> _Directive 1_
Answer these questions about the derivative problem below.
(a) Which option letter is given as the answer?
(b) How many answer choices does the problem list?
(c) According to the solution, what does dy/dz equal when 0 < x < 1?
> _Directive 2_
Using the derivative problem below, decide whether each statement agrees with it. Answer yes or no, and quote the words that decide it.
(a) One of the answer choices is "none of these."
(b) The answer given is option B.
(c) The solution sets z equal to the square root of 1 − x².

Question

The derivative of $cose{c}^{-1}\left(\frac{1}{2x^2-1}\right)$ with respect to $\sqrt{1-x^2}$ at $x=\frac{1}{2}$ is

• A. $-4$
• B. $4$
• C. $-1$
• D. none of these

Answer 1

Answer: (A)

$-4$

Let $y=cose{c}^{-1}\left(\frac{1}{2x^2-1}\right)$ and $z=\sqrt{1-x^2}$
We have,
$y=cose{c}^{-1}\left(\frac{1}{2x^2-1}\right)$
$\Rightarrow y={\sin }^{-1}(2x^2-1)=\frac{\pi }{2}-{\cos }^{-1}(2x^2-1)$
$\Rightarrow y=\{\begin{array}{ccc}\frac{\pi }{2}-2{\cos }^{-1}x& & ,\text{if}0\le x\le 1\\ -\frac{3\pi }{2}+2{\cos }^{-1}x& & ,\text{if}-1\le x\le 0\end{array}$
$\Rightarrow \frac{dy}{dx}=\{\begin{array}{ccc}\frac{2}{\sqrt{1-x^2}}& & ,\text{if}0<x<1\\ \frac{-2}{\sqrt{1-x^2}}& & ,\text{if}-1<x<0\end{array}$
and,
$z=\sqrt{1-x^2}\Rightarrow \frac{dz}{dx}=\frac{-x}{\sqrt{1-x^2}}\text{for all}x\in (-1,1)$
$\therefore \frac{dy}{dz}=\frac{dy/dx}{dz/dx}=\{\begin{array}{ccc}-\frac{2}{x}& & ,\text{if}0<x<1\\ \frac{2}{x}& & ,\text{if}-1<x<0\end{array}$
$\Rightarrow {\left(\frac{dy}{dz}\right)}_{x=1/2}=-4$

> _Records_

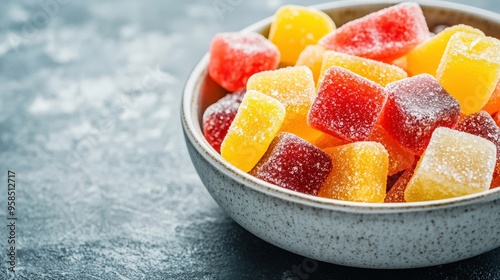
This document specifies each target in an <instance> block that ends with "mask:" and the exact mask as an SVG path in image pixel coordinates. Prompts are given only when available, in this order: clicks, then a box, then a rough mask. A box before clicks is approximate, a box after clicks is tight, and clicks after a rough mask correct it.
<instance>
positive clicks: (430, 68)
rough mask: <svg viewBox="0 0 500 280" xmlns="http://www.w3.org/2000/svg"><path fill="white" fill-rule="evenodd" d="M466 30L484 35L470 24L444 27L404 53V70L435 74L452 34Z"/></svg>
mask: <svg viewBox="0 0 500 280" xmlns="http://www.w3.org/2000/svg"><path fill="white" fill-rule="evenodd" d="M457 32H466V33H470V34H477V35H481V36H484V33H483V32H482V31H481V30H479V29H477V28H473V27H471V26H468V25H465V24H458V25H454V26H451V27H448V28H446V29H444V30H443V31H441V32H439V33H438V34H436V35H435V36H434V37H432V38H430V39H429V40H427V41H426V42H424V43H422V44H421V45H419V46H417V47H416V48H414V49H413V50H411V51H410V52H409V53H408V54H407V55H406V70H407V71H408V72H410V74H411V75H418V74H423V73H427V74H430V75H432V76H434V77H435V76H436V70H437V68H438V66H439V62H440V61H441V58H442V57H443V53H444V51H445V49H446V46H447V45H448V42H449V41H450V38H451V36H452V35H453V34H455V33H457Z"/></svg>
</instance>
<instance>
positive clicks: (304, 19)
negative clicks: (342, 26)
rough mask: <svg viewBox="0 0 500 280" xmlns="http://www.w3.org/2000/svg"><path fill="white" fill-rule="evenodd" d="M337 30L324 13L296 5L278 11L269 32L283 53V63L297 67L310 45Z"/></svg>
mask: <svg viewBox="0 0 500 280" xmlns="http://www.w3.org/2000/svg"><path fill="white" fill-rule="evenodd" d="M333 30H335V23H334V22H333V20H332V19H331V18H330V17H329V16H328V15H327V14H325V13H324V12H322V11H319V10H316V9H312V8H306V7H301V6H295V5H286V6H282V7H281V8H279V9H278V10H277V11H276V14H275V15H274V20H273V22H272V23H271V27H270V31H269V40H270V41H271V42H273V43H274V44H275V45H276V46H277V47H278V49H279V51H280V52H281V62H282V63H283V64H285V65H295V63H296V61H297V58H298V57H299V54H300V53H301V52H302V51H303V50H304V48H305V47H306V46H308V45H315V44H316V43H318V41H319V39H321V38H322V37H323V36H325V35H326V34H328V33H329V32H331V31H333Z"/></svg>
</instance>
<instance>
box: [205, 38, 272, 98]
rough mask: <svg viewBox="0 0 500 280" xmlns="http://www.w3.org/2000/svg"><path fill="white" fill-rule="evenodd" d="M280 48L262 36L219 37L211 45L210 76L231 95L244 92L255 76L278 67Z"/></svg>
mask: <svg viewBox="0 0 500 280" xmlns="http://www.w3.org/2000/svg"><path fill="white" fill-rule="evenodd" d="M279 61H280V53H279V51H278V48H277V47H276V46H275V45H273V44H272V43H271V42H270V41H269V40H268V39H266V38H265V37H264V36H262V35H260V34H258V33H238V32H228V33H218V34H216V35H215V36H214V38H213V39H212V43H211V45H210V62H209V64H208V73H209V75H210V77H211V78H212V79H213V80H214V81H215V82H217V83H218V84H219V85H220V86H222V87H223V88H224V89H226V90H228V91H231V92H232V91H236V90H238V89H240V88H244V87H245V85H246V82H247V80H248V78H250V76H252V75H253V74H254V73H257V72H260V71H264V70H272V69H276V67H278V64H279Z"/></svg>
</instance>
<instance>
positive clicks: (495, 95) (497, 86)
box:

> _Result 1_
(a) A
(b) Four
(c) −2/x

> _Result 2_
(a) Yes: "D. none of these"
(b) No: "Answer: (A)"
(c) Yes: "$z=\sqrt{1-x^2}$"